— BEGIN Material provided —
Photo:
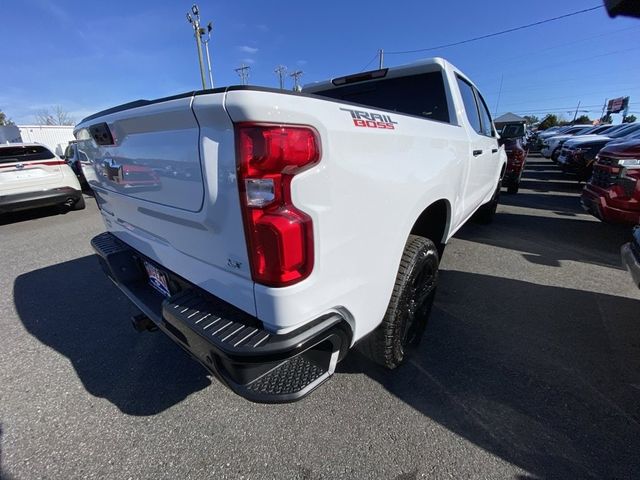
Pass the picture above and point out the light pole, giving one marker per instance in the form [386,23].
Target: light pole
[206,46]
[281,71]
[195,23]
[296,80]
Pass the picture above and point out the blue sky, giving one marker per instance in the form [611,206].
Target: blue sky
[86,56]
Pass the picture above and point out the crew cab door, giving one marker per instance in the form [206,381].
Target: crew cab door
[483,148]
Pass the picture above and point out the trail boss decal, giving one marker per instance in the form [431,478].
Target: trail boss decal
[371,120]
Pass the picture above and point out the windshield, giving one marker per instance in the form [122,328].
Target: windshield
[512,131]
[623,132]
[24,153]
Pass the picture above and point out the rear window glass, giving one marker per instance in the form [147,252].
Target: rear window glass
[420,95]
[24,154]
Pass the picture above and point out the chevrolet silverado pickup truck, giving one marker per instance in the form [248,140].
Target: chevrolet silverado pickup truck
[301,224]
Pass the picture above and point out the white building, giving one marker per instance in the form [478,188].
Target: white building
[55,137]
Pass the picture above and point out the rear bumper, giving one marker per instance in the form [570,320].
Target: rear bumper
[42,198]
[596,204]
[233,345]
[630,262]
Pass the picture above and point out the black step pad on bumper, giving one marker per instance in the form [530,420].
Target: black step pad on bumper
[257,364]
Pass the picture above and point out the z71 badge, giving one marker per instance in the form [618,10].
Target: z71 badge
[371,120]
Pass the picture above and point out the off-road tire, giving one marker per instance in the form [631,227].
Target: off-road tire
[406,317]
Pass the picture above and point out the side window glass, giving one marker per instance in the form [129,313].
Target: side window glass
[469,101]
[487,128]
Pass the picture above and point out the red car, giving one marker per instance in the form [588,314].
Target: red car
[516,159]
[613,192]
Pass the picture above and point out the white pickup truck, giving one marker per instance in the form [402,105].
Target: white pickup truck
[268,232]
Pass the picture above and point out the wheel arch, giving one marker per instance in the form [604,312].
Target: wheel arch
[434,223]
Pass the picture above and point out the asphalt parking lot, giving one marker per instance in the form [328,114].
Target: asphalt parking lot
[530,367]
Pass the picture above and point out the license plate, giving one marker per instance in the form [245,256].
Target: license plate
[157,279]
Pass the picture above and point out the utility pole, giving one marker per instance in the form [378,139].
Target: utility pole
[243,71]
[575,115]
[281,71]
[604,107]
[206,46]
[195,23]
[296,80]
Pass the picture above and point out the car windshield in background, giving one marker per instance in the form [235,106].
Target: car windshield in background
[421,95]
[24,153]
[512,131]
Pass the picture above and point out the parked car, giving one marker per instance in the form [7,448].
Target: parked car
[32,176]
[578,154]
[516,160]
[316,220]
[551,145]
[630,253]
[612,193]
[555,143]
[535,143]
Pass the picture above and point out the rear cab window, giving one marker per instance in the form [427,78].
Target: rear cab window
[421,95]
[470,105]
[10,154]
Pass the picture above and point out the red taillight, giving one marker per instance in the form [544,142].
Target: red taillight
[279,236]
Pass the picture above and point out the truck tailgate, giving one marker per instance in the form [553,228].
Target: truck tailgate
[166,185]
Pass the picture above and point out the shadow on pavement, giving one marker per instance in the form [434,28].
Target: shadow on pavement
[542,377]
[548,240]
[563,203]
[73,308]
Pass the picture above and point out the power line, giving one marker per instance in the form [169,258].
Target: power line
[281,71]
[495,34]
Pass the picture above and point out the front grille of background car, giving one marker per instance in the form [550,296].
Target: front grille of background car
[603,160]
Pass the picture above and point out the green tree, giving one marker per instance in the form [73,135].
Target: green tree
[583,120]
[548,122]
[4,120]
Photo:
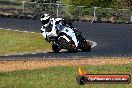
— END Material provided —
◆ **Requirements**: Pick out every line of the data above that contains the word "taillight", and copy each one in full.

◆ **Solution for this task**:
Pass the picture above and point out the red taillight, giving one marker per instance in the form [544,142].
Target: red taillight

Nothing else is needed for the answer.